Des conseillers qui servent des centaines, voire un millier de clients, ce n’est pas rare dans le domaine des services financiers. Au fil des ans, la clientèle grossit, mais le temps disponible, lui, ne s’allonge pas.

Sans parler des normes déontologiques et de la conformité, elles aussi de plus en plus strictes. Bref, plusieurs conseillers n’ont pas assez de 24 heures dans une journée pour bien faire leur travail.

La règle de Pareto, qui doit son nom à l’économiste italien Vilfredo Pareto, a permis d’atténuer ces problèmes en transformant la vie professionnelle et personnelle de nombreux représentants. Dan Richards, chroniqueur et président de ClientInsights, constate lui-même que plusieurs conseillers québécois adoptent cette stratégie du 80/20. C’est-à-dire qu’ils font le choix de vendre un pourcentage avoisinant 80 % de leur clientèle pour se consacrer activement aux 20 % restants.

Quand la qualité l’emporte sur la quantité

Planificateur financier depuis 24 ans, Christian Paré est également président fondateur d’Aisance services financiers et partenaire de SFL Placements. Il a opté pour la stratégie du 80/20 il y a une dizaine d’années. Il a donc cédé quelque 700 clients du millier qu’il comptait. Son expérience s’est avérée si concluante qu’il a souhaité la partager avec ses collègues : depuis quelques années, M. Paré donne des conférences sur le sujet.

####################

Objectifs:
1 - Recopiez le passage de l'extrait sur les conseillers financiers qui commence aux mots « Sans parler des » et s'arrête après « faire leur travail. ».
2 - Dans la liste, remplacez « red train » par « green train » en reprenant les lignes depuis celle qui contient « Objective — pinpoint the person » jusqu'à celle qui contient « Objective — pinpoint the red train with » comprise, sans rien changer d'autre. Ne donnez que ces lignes, sans les images.

####################

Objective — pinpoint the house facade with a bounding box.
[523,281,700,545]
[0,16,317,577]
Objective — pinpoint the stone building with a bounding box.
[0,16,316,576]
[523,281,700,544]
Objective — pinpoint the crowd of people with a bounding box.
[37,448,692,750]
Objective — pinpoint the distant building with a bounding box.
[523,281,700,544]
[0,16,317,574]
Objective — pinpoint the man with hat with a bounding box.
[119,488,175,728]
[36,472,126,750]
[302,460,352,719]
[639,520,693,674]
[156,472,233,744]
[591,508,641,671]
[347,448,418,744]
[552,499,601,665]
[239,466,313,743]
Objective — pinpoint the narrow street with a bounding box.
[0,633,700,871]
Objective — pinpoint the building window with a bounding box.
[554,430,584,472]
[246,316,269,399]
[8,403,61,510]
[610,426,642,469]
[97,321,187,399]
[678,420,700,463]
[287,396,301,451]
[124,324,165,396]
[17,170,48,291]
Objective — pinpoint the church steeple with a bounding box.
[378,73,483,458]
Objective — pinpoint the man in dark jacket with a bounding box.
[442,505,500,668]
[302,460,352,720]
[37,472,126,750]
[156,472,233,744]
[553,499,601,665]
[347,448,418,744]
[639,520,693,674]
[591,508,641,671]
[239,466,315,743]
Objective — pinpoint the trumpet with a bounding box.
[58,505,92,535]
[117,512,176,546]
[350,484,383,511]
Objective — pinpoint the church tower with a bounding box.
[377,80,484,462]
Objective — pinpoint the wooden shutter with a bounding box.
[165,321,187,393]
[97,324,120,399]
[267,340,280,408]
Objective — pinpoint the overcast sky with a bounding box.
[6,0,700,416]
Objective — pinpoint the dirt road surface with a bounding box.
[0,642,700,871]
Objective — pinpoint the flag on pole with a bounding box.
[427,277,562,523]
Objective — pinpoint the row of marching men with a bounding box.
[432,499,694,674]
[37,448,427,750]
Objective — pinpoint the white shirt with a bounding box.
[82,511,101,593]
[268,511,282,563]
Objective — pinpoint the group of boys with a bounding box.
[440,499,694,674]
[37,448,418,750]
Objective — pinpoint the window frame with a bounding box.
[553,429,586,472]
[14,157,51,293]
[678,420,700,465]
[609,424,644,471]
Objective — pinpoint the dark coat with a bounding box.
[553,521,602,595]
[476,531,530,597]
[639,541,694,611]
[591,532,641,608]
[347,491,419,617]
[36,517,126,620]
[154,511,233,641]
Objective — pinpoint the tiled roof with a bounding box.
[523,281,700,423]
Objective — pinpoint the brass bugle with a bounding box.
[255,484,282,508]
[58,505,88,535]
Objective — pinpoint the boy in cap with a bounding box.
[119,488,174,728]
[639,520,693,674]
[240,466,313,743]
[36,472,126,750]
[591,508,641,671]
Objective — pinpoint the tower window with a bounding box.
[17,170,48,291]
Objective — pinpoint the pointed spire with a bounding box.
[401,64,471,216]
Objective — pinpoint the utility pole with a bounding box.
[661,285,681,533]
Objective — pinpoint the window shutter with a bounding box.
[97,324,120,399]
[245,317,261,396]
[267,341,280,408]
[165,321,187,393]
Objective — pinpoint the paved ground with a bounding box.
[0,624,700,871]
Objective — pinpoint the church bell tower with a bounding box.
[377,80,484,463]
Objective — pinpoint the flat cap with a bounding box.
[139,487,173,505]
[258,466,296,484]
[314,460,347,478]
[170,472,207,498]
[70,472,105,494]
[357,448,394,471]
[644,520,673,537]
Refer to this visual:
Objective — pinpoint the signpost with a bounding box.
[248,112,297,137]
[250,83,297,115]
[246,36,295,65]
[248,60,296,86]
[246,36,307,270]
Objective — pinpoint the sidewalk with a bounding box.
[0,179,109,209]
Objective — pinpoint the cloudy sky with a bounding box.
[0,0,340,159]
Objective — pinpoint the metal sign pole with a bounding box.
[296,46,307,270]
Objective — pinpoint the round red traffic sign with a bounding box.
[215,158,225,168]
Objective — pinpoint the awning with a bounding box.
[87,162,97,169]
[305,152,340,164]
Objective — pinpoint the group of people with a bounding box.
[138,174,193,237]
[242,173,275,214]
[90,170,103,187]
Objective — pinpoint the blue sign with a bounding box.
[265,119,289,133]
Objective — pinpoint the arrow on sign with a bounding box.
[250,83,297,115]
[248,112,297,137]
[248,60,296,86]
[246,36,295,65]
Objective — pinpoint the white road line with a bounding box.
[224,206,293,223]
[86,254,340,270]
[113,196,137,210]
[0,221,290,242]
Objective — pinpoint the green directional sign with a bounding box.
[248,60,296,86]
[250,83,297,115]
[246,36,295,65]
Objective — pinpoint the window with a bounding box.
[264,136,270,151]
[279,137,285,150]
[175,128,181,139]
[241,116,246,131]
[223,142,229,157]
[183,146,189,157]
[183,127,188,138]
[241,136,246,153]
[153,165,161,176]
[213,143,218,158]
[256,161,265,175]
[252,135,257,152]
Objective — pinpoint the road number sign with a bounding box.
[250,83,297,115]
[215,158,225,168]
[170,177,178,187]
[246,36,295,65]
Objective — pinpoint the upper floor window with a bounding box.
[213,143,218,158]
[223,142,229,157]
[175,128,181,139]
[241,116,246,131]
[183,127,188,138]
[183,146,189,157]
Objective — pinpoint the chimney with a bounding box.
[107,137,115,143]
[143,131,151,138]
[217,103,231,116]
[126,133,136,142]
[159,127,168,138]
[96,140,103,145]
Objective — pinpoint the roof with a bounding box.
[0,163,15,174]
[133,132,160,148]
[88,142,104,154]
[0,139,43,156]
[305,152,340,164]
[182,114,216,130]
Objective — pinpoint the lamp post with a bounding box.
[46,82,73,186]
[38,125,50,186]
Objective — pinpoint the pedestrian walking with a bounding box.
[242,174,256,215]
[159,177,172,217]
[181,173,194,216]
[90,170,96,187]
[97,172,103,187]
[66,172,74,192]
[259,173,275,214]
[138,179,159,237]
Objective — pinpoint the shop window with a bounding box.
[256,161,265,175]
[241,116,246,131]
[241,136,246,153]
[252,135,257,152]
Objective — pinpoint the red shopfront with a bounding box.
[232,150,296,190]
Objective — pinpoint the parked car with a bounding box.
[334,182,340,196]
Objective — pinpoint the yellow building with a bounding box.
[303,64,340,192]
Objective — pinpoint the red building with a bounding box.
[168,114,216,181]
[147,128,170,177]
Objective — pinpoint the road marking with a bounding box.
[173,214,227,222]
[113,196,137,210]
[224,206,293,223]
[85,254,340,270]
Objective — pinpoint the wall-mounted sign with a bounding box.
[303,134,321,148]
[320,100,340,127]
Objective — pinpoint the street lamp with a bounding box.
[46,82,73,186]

####################

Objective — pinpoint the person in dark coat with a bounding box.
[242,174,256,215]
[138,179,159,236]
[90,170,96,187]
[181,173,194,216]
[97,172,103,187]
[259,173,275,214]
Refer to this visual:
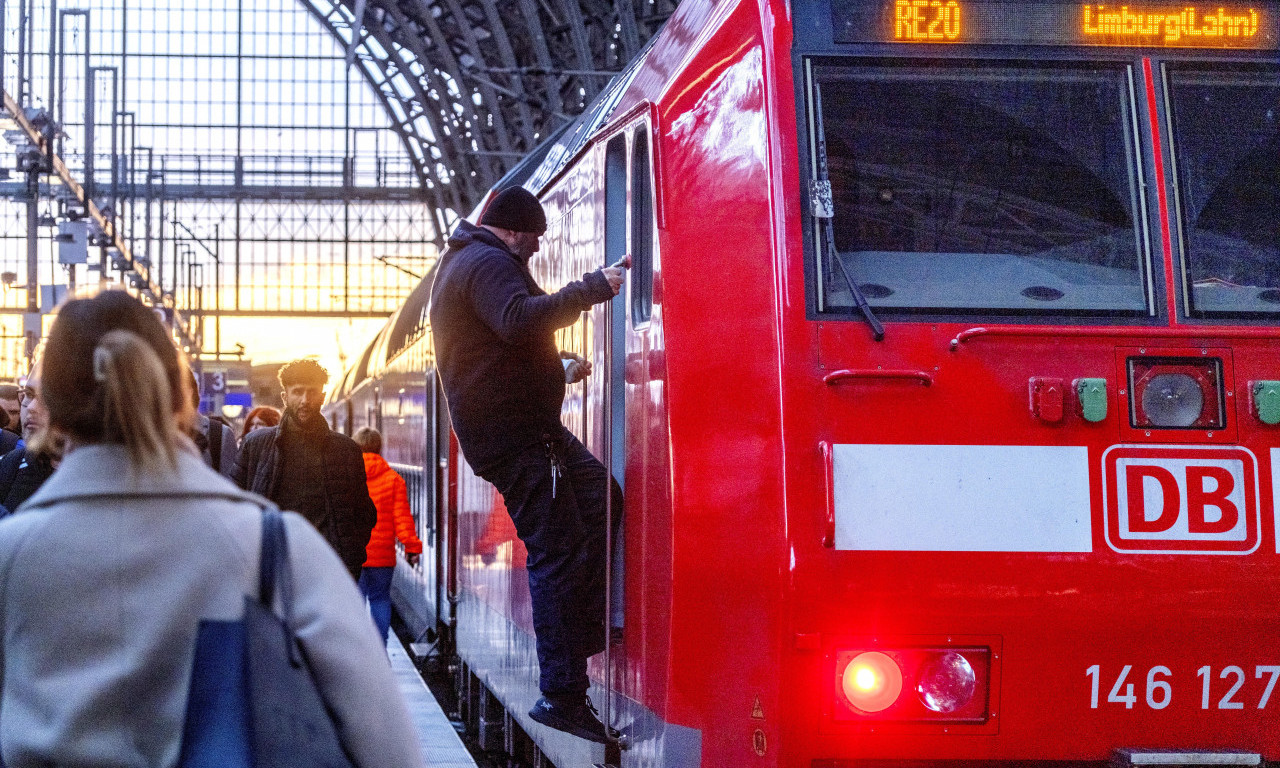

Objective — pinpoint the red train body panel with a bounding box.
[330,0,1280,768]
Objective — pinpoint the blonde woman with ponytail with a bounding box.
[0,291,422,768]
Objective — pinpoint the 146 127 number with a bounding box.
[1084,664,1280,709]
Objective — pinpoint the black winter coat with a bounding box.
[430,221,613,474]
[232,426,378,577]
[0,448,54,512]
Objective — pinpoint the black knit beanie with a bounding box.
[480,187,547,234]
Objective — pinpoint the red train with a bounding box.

####################

Les réponses:
1 -
Sans parler des normes déontologiques et de la conformité, elles aussi de plus en plus strictes. Bref, plusieurs conseillers n’ont pas assez de 24 heures dans une journée pour bien faire leur travail.

2 -
Objective — pinpoint the person in dark coat with a bounding box.
[242,174,256,215]
[138,179,159,236]
[90,170,96,187]
[181,173,194,216]
[97,172,103,187]
[259,173,275,214]
Refer to this visual:

Objective — pinpoint the green train body panel with a bounding box.
[330,0,1280,768]
Objective — pinpoint the blonde woman with ponytail with a bounding box.
[0,291,422,768]
Objective — pinpoint the 146 127 number with a bounding box.
[1084,664,1280,709]
Objective — pinpoint the black winter coat with a bounding box.
[430,221,613,474]
[232,426,378,577]
[0,448,54,512]
Objective — pinpoint the black knit beanie with a bounding box.
[480,187,547,234]
Objective — pinpoint the green train with a bounding box.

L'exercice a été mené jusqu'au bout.